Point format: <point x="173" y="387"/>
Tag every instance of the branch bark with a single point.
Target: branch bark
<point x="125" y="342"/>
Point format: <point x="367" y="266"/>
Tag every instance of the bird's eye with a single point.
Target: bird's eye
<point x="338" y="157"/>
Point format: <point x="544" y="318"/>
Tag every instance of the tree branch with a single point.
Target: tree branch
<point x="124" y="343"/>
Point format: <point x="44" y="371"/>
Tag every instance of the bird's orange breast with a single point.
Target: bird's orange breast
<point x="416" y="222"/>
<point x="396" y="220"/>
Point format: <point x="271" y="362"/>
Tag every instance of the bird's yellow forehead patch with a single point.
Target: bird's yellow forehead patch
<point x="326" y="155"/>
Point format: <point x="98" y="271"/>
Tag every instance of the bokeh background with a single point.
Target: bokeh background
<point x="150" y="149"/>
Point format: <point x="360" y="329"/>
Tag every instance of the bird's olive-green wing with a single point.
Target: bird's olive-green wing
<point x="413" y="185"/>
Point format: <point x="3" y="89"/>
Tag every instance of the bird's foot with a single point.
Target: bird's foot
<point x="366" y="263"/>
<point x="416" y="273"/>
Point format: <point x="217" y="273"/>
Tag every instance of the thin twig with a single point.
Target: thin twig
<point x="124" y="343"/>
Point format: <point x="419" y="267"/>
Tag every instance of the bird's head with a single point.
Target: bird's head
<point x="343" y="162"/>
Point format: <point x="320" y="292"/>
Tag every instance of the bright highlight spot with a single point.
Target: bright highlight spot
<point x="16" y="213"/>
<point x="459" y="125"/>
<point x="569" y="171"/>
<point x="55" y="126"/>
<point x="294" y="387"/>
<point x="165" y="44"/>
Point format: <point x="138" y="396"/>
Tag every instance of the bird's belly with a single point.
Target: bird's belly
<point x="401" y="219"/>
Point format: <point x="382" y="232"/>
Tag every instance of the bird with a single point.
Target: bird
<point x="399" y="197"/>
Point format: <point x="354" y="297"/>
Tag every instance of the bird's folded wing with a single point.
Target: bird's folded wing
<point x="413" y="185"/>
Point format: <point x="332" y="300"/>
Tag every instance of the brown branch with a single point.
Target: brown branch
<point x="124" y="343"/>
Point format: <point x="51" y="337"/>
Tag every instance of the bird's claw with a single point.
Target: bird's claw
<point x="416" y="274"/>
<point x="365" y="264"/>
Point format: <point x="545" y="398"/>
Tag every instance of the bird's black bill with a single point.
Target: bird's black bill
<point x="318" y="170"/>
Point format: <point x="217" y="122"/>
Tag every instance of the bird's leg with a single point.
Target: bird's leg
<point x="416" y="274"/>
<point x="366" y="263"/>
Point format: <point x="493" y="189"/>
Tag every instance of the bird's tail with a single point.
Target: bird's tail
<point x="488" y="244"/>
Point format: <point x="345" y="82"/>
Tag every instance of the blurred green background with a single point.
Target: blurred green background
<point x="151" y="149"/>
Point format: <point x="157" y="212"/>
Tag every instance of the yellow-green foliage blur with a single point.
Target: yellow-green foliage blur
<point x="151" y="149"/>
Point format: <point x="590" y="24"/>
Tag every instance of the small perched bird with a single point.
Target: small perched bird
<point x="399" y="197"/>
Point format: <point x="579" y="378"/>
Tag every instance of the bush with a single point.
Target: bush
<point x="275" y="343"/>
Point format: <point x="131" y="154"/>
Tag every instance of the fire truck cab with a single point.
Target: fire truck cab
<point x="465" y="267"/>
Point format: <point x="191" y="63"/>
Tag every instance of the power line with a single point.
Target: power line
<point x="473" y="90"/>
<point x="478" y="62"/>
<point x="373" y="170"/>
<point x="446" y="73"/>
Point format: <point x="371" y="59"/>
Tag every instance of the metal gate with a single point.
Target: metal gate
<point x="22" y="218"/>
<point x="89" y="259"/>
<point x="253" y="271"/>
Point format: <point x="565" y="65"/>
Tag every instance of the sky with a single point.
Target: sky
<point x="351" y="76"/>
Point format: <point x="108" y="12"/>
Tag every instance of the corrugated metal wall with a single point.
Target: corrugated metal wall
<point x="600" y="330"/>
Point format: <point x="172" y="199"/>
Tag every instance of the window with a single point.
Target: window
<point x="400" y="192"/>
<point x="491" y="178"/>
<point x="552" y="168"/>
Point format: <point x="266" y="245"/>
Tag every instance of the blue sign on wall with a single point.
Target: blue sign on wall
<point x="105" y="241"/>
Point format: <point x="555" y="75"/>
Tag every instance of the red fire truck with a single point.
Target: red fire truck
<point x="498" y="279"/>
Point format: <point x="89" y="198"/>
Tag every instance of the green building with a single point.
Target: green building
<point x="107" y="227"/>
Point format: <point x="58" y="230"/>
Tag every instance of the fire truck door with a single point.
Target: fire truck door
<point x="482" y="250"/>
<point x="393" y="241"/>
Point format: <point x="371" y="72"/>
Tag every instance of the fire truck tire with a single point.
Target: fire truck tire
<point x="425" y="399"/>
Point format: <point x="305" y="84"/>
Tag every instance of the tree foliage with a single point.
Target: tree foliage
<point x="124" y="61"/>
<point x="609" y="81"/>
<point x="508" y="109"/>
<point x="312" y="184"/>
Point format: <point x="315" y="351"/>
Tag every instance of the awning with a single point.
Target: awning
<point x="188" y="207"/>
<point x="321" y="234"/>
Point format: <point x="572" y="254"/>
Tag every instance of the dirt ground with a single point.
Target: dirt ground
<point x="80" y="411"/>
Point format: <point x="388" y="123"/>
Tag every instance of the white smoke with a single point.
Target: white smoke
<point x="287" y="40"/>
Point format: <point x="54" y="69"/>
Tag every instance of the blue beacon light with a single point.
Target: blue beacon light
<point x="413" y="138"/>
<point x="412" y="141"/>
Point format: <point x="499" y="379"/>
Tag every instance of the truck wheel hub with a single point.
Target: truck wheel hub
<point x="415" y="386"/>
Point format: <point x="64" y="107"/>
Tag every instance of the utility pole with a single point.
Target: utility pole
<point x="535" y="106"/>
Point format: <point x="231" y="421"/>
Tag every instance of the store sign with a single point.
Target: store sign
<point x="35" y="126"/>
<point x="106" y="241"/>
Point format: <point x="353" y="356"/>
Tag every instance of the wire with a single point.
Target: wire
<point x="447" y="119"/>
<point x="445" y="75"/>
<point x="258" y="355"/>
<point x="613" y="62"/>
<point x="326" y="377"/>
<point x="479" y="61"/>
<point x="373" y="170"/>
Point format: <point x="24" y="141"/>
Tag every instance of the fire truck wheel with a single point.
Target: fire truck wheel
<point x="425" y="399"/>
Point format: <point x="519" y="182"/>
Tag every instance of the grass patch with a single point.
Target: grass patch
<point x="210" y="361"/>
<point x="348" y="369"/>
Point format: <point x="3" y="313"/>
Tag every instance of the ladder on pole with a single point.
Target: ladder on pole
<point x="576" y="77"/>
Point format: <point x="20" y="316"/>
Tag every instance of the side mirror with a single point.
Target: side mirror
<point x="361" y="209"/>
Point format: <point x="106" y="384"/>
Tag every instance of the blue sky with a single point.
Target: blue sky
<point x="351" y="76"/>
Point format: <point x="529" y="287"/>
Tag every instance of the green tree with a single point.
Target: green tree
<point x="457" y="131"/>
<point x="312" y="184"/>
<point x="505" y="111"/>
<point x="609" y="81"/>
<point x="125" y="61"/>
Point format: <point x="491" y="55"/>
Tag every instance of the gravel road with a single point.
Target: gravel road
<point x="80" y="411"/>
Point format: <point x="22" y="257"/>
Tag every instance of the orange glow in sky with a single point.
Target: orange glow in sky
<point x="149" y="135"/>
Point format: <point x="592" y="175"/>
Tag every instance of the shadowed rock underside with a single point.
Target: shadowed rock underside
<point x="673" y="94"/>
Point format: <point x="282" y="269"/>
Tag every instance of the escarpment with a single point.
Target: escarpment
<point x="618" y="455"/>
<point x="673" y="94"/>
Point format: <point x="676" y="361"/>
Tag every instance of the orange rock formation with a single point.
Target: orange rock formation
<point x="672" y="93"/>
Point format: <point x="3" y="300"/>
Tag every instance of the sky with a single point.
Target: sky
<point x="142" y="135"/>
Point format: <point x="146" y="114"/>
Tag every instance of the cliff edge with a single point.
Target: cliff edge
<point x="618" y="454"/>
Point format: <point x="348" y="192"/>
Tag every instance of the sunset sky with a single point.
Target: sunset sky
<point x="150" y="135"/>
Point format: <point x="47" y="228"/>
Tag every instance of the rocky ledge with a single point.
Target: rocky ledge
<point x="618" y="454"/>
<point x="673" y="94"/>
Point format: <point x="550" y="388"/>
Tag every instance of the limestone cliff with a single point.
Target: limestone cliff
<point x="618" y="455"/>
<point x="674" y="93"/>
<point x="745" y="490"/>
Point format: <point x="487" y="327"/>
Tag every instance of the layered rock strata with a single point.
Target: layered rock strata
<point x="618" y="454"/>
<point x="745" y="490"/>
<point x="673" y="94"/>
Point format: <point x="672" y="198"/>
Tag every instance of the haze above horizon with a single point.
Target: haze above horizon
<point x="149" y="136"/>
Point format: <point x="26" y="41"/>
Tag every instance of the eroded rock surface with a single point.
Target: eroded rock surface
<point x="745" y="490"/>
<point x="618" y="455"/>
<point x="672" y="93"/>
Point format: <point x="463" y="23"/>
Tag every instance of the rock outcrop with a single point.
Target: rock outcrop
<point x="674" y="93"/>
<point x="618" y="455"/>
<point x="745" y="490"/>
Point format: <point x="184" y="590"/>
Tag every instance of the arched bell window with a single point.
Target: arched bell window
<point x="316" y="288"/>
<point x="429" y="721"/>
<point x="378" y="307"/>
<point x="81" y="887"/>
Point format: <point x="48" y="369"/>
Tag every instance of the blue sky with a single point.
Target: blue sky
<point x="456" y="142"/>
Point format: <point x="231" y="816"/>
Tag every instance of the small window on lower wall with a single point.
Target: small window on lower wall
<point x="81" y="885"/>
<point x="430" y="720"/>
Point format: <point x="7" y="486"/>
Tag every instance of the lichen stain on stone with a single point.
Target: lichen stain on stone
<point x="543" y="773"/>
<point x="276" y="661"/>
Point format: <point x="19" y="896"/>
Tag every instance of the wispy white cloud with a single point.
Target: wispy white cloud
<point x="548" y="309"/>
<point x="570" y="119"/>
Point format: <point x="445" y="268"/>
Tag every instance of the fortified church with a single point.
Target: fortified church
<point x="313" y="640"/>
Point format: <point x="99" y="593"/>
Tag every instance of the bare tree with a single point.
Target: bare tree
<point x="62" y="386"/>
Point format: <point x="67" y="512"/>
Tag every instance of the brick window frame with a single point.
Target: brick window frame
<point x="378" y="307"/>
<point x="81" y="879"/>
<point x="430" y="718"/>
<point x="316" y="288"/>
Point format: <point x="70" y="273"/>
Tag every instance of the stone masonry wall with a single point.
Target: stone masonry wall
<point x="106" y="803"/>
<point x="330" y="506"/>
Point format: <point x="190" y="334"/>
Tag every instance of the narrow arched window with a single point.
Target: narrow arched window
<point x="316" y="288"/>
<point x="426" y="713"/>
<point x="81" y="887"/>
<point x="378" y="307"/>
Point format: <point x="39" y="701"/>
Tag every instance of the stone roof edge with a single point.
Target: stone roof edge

####################

> [REQUIRED TASK]: Pull out every line above that contains the word "yellow" and copy each one in full.

> [ANSWER TO THIS PROBLEM]:
Tag every instance of the bird's yellow forehead patch with a single point.
Target: bird's yellow forehead patch
Tag every instance of the yellow-green foliage blur with a single point.
Target: yellow-green foliage blur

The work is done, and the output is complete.